→ **Work to complete**:
1. Rewrite the Bible lesson from "Now let’s go" up to and including "the Deuteronomy series.", putting "keynote" in place of "theme".
2. List every book of the Bible that the Bible lesson names.
3. For each statement about the Bible lesson, answer yes or no and quote the words that decide it. (a) The New Testament is said to call God "Daddy." (b) The theme of Deuteronomy is given as obeying the law. (c) The heavenly Father is described as a Father only in blessing.

→ **Document**:
So when you are locked into a father-son relationship, there are two things you can say about it; in one sense it gives you something tremendous because He is your Father.  In fact, the New Testament goes, shall we say sacrilegiously, to call God “Daddy.”  That’s the word “Papa,” as it’s used in Galatians and in Romans, the idea that the believer can refer to the God of the universe as “Daddy,” not irreligiously and piously but it’s that friendly and it’s that warm.  But on the other hand, having said that, because you are the children of your heavenly Father it means also He will be a Father when necessary.  And when you are out of fellowship and in rebellion against Him your heavenly Father is also a Father then and it means He spanks. So think of that next time you hear believers say my heavenly Father, etc.  He is your heavenly Father both ways, in blessing and in discipline He is your heavenly Father.  And this is the thing with the nation Israel; they were locked into covenant with this God.  So we have the blessings and the cursings and this should show you the necessary problem of Achan.

 

Now let’s go to Deut. 7, here again we find some of the mechanics of this covenant as they work out in history.  There are specific provisions here and we have lots of lessons to draw from this as believers.  Keep in mind the theme of Deuteronomy is “Thou shalt love the Lord thy God with all thy heart,” mental attitude, “and all thy soul,” details of life.  So you have this theme of the book of Deuteronomy.  Inner love which means you think, your attitudes, and the outer love all thy soul; that’s what those two words basically mean as we showed in the Deuteronomy series.

→ **Data shown**:
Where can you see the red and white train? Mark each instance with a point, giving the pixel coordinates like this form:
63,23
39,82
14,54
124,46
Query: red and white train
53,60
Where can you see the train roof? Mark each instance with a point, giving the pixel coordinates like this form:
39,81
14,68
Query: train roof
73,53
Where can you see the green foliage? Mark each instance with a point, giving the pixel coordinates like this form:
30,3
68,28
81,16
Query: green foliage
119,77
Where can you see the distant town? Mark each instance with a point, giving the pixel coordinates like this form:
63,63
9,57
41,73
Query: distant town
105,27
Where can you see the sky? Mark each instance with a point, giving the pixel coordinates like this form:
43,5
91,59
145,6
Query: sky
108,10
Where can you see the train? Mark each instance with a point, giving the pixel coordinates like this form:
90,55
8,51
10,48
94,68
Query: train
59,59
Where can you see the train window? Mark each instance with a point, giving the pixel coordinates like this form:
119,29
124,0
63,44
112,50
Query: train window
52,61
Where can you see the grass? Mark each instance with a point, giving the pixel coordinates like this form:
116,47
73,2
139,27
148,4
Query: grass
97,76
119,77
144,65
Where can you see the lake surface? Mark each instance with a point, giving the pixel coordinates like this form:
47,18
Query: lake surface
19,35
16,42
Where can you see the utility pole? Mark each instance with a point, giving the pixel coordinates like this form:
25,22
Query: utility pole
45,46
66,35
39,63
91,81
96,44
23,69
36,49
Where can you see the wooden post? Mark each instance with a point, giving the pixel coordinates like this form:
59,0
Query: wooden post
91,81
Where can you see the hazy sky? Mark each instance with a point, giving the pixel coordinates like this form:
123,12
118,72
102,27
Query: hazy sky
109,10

→ **Answers per task**:
1.
Now let’s go to Deut. 7, here again we find some of the mechanics of this covenant as they work out in history.  There are specific provisions here and we have lots of lessons to draw from this as believers.  Keep in mind the keynote of Deuteronomy is “Thou shalt love the Lord thy God with all thy heart,” mental attitude, “and all thy soul,” details of life.  So you have this keynote of the book of Deuteronomy.  Inner love which means you think, your attitudes, and the outer love all thy soul; that’s what those two words basically mean as we showed in the Deuteronomy series.

2.
Galatians
Romans
Deuteronomy

3.
(a) Yes: "the New Testament goes, shall we say sacrilegiously, to call God “Daddy.”"
(b) No: "Keep in mind the theme of Deuteronomy is “Thou shalt love the Lord thy God with all thy heart,”"
(c) No: "He is your heavenly Father both ways, in blessing and in discipline He is your heavenly Father."